Pernyataan Korlip Harian MP, Idham Malewa, yang
disebar melalui BBM, terutama berkaitan dengan orang-orang yang bersetuju dan
patut diduga menjadi sumber fakta yang saya beber dalam mengkritik dan
mengkritisasi Harian Radar
Bolmong, mengundang reaksi pihak yang
dituju. Untuk itu, saya sajikan ke hadapan Anda, Pembaca, tanggapan dari Ahmad
Alheid yang tidak hanya relevan terhadap Idham Malewa, tetapi patut disimak
oleh kalangan jurnalis umumnya dan para penikmat media.

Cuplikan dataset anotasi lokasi
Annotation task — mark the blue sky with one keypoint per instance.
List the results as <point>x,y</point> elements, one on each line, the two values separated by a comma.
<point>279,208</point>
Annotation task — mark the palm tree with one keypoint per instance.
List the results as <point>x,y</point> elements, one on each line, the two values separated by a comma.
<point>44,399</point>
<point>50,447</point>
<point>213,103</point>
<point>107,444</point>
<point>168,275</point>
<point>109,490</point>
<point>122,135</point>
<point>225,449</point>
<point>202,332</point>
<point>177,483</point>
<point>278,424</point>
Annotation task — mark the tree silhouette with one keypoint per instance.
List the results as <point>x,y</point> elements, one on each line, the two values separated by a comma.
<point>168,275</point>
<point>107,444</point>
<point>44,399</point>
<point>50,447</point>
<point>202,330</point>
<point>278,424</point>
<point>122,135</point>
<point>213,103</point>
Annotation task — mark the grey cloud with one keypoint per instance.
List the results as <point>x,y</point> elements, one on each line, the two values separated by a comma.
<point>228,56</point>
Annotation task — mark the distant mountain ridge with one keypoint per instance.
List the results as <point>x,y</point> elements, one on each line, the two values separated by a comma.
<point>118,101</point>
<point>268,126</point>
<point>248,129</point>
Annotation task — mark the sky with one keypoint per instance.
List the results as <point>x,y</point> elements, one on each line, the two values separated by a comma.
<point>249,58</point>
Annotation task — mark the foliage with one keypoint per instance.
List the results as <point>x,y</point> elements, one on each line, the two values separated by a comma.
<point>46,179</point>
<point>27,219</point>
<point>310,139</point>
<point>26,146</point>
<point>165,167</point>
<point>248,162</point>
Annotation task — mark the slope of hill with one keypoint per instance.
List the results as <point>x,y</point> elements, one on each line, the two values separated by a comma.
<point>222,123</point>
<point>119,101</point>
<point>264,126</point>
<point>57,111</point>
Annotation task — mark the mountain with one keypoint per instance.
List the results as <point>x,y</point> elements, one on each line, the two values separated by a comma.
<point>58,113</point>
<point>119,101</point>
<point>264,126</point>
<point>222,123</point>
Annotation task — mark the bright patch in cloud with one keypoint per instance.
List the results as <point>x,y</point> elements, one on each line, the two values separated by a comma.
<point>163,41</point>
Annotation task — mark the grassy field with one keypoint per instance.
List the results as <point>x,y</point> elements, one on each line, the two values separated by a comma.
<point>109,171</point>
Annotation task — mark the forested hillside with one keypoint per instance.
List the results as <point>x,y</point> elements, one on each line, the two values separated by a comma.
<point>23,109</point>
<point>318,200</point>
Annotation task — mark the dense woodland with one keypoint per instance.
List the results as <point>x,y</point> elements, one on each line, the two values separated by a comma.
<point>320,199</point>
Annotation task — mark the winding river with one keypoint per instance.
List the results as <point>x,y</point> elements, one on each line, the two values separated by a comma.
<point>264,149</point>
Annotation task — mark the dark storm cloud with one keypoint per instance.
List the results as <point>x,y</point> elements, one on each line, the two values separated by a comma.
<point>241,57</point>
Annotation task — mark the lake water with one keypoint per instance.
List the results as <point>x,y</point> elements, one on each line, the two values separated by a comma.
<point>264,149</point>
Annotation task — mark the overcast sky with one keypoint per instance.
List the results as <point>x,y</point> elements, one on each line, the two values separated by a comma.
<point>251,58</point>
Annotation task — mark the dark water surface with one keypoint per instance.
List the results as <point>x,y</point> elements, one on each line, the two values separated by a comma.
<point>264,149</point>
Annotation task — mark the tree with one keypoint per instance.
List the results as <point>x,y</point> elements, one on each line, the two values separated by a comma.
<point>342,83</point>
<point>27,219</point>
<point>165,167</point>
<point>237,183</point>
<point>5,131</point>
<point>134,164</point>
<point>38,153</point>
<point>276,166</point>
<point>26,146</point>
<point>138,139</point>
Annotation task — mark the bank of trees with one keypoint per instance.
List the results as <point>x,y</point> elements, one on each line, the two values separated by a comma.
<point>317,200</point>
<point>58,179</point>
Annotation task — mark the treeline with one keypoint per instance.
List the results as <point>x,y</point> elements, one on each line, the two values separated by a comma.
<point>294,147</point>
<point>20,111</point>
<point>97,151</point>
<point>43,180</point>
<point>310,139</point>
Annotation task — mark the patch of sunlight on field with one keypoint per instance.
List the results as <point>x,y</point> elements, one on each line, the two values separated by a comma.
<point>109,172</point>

# Deskripsi Tugas
Tulis ulang bagian blok teks di atas yang diawali kata-kata "Pernyataan Korlip Harian" dan diakhiri "para penikmat media.". Ganti "jurnalis" dengan "wartawan" di dalamnya.

# Penyelesaian
Pernyataan Korlip Harian MP, Idham Malewa, yang
disebar melalui BBM, terutama berkaitan dengan orang-orang yang bersetuju dan
patut diduga menjadi sumber fakta yang saya beber dalam mengkritik dan
mengkritisasi Harian Radar
Bolmong, mengundang reaksi pihak yang
dituju. Untuk itu, saya sajikan ke hadapan Anda, Pembaca, tanggapan dari Ahmad
Alheid yang tidak hanya relevan terhadap Idham Malewa, tetapi patut disimak
oleh kalangan wartawan umumnya dan para penikmat media.